▶ PROBLEM REQUIREMENTS
Return the lines of every entry below word for word, leaving out the pictures.

Point labeling examples:
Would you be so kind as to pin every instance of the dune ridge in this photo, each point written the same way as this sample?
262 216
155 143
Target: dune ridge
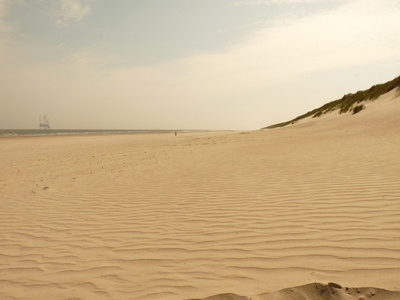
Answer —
317 291
155 216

▶ COMPLETED EXERCISE
Would you be so kind as to pin every instance of the dune ridge in this photo, each point written the same way as this sample?
262 216
155 143
Target: dune ridge
Answer —
317 291
155 216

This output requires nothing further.